Work instructions ▸ Write the next part of the news article on Jason Rezaian's espionage conviction in Tehran, picking up right after its last sentence.

Page extract ▸
-------------------------

October 12, 2015
Jason Rezaian, the Tehran correspondent for The Washington Post, has been convicted in an espionage trial deemed ridiculous by press freedom advocates.

Jason Rezaian, the Tehran correspondent for The Washington Post, has been convicted in an espionage trial deemed ridiculous by press freedom advocates.

Washington Post reporter Jason Rezaian’s Kafkaesque legal horror took its latest outrage-filled turn early Monday over word that he’s been convicted of espionage by a Revolutionary Court in Tehran.

The verdict is maddeningly late, not unexpected and still does not revolve the more than year-old matter. There is a process of appeal but he can also receive a 10 to 20-year sentence for charges the paper, the Obama administration and press groups have called a sham.

It may now also set up some sort of prisoner swap between Iran and the U.S., suggests at least one expert.

In a TV broadcast late on Sunday, Gholam Hossein Mohseni Ejehi, judiciary spokesman, said: “He has been convicted, but I don’t have the verdict’s details,” according to Al Jazeera.

Rezaian has been held for more than a year. His trial was held in secret and, despite the claim of an imminent verdict, one never came. All those elements played into the frustration and outrage reflected by Washington Post Executive Editor Martin Baron.

“The guilty verdict announced by Iran in the trial of The Washington Post’s Jason Rezaian represents an outrageous injustice,” he said early Monday.

“Iran has behaved unconscionably throughout this case, but never more so than with this indefensible decision by a Revolutionary Court to convict an innocent journalist of serious crimes after a proceeding that unfolded in secret, with no evidence whatsoever of any wrongdoing. For now, no sentence has been announced.”

-------------------------

Records excerpted from a collection ▸
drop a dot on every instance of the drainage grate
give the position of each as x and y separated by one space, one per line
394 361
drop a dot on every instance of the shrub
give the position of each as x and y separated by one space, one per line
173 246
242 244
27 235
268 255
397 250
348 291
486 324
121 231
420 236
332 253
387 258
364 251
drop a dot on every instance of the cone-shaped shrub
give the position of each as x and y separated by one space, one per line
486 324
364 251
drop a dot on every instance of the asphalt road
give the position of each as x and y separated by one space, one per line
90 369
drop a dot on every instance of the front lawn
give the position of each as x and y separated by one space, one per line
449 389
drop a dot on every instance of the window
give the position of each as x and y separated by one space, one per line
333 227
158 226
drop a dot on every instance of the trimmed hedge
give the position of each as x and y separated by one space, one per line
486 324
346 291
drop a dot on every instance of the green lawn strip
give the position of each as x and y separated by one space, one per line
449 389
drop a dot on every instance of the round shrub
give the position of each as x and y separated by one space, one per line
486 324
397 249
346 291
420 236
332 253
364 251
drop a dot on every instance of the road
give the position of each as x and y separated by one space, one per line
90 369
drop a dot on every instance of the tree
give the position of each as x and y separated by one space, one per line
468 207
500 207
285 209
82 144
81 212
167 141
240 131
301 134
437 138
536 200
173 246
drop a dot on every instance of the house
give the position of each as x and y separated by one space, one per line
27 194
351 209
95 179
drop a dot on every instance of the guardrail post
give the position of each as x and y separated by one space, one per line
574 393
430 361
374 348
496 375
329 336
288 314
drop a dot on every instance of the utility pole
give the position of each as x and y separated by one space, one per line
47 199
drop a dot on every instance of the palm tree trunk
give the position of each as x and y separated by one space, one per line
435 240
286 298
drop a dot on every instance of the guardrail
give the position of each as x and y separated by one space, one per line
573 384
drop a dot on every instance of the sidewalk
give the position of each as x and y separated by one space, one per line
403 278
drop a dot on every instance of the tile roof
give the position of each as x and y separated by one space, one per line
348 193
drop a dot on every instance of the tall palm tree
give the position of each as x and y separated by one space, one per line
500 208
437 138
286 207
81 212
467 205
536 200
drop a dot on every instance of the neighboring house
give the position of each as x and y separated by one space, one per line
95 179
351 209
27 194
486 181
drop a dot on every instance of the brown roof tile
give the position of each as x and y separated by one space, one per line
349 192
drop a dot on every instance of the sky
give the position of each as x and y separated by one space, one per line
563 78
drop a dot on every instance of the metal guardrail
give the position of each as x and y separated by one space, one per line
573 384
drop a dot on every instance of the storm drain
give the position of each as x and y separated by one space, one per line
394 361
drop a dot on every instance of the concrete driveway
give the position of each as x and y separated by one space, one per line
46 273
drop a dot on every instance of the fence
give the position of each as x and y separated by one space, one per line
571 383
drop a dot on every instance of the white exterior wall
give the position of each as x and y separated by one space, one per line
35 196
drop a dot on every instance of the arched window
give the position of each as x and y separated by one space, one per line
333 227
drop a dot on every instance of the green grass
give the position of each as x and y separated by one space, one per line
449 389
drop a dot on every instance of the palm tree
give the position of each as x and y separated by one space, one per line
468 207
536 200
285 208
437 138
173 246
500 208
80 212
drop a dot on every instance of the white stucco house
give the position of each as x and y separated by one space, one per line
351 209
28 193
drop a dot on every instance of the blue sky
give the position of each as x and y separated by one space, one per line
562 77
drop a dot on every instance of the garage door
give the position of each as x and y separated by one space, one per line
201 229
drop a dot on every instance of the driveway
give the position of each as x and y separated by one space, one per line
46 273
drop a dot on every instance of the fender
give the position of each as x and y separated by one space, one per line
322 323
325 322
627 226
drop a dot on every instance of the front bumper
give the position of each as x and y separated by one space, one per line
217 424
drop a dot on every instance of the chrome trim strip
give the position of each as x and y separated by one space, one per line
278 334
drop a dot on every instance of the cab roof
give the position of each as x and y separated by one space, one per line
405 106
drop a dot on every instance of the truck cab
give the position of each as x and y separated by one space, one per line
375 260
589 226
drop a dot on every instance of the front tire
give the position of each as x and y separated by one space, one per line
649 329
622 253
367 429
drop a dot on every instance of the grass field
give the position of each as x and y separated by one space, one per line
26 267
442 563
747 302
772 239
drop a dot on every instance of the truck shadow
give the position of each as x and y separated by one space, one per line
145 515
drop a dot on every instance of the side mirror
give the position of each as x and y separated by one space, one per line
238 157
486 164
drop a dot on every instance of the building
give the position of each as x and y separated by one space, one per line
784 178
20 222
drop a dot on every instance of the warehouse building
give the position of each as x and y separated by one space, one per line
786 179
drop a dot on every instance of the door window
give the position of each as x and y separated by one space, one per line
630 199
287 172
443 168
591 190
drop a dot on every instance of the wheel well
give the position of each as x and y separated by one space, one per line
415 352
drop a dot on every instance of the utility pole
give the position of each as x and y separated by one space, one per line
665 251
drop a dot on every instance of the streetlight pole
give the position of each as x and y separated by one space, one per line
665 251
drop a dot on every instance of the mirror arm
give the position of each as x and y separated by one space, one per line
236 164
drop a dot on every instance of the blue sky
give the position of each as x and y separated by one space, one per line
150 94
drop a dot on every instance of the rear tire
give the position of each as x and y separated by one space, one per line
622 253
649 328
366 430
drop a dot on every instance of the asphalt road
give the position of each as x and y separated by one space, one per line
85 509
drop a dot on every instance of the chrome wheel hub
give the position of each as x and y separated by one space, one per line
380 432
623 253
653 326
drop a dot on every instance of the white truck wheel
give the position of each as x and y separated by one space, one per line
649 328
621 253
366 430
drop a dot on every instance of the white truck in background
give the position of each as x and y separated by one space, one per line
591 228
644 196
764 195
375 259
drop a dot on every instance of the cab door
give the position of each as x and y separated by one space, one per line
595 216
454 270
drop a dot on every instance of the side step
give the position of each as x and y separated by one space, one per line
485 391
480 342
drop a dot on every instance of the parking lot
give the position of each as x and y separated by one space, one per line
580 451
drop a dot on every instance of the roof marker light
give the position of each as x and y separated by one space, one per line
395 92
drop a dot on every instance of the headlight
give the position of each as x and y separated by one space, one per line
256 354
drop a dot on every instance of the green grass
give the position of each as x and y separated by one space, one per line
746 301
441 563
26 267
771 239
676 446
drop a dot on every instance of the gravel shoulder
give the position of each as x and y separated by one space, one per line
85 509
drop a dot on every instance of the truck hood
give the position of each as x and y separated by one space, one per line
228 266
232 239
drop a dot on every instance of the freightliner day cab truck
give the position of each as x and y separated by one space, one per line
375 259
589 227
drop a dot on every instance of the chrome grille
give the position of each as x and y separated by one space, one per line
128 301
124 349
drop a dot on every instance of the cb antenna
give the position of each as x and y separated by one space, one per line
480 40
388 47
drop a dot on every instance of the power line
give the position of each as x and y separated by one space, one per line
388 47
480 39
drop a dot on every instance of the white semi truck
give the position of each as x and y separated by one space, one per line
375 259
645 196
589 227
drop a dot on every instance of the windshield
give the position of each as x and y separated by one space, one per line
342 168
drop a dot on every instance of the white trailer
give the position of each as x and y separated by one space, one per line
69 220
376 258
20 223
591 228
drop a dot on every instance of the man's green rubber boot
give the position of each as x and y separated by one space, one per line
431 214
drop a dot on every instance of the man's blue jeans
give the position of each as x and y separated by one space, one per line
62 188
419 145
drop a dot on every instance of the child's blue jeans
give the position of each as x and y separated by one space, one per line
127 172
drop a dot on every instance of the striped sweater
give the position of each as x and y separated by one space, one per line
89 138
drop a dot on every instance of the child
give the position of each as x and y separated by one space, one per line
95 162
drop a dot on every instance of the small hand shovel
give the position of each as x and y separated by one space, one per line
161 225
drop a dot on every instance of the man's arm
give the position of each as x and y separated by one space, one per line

-------------------------

Answer to the exercise ▸
Baron said, “We are working with Jason’s family and Iranian counsel to pursue an immediate appeal, and we expect Jason’s lawyer, Leila Ahsan, also to petition for Jason to be released on bail pending a final resolution of the case.”

Earlier Sunday, a semi-official Iranian news agency had quoted a judiciary spokesman as indicating there’s been a verdict. It’s the same spokesman who said a verdict was imminent many weeks ago.

Asked then by Poynter about the significance of the latest mini-development, Hooman Majd, an Iranian-American author, journalist and NBC News contributor, said, “Hard to say. Seems they want to drag this out, for some reason.”

Various theories about how the mess might be resolved have come and gone. They have included the belief that there would be a conclusion along with the international nuclear talks with Iran. That didn’t happen. It was the same with the recent annual opening of the United Nations General Assembly.

It’s seemingly clear that at times complex and confusing internal Iranian government politics may be at play. There is also the current belief, bolstered by its president’s own comments, that Iran will insist on some prisoner swap with the U.S.

And whereas Baron had earlier Sunday called the initial statement “vague and puzzling,” there was far less ambiguity early Monday with the word of a conviction.

Speaking to Al Jazeera, Douglas Jehl, the newspaper’s foreign editor, said he thought the court’s decision was only “the first act.”

“It’s increasingly clear that the final decision about how Jason’s case will be handled will be made by political authorities – not by judicial ones,” he told Al Jazeera.

“We’ve already heard from President Rouhani and others that Iran is willing to move Jason’s case towards conclusion, if the United States will do something in return.”

After world of the verdict, Majd said, “I don’t think there could have been any other result, not after a year and especially after the possibility of a prisoner exchange was raised.”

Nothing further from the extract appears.